Go through the material line by line and copy each one with the word "foliage".

[[ SUPPLIED ENTRIES, beginning ]]

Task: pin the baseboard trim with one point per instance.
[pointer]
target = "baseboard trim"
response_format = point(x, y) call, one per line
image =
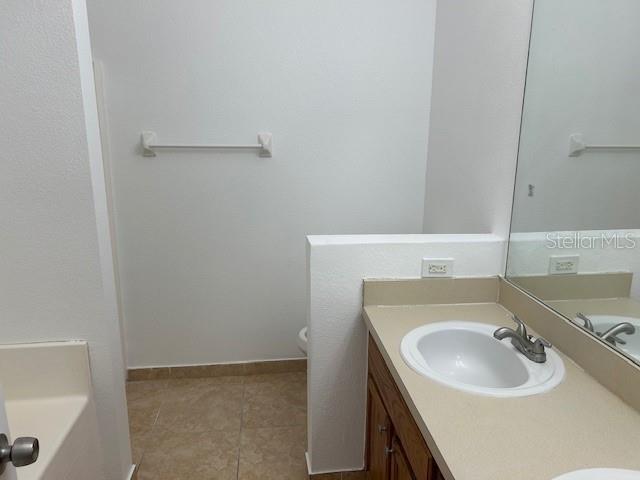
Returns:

[[ SUPPLIED ENTRIES, end ]]
[[ SUPPLIED ENTRIES, beginning ]]

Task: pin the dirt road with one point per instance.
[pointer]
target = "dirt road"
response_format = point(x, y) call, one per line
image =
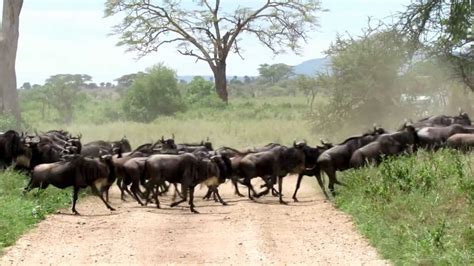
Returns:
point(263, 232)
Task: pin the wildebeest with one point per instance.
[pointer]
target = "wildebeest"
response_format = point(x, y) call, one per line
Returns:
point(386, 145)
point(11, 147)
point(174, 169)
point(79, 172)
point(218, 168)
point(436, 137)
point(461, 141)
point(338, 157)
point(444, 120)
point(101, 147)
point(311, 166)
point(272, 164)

[[ SUPPLIED ENTRIES, end ]]
[[ SUPPLIED ENTRIES, beginning ]]

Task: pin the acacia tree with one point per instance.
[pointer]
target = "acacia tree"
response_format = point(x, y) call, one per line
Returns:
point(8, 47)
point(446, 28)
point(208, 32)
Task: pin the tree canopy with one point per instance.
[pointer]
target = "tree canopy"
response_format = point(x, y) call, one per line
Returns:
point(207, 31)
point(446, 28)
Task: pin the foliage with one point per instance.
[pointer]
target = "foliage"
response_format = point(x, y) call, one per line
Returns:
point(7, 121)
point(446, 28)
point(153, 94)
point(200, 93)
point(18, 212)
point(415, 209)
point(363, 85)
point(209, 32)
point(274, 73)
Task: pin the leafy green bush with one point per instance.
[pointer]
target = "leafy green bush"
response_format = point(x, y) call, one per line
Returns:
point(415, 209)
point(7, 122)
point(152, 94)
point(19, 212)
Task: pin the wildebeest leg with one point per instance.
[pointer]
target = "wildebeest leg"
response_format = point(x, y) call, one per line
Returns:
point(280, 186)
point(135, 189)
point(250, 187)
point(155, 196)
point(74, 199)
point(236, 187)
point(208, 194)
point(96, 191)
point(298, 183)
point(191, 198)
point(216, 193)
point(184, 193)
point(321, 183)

[[ SUPPLIED ENTRIES, end ]]

## FINISHED EXERCISE
Task: pin the foliage with one point per instance.
target = "foliage"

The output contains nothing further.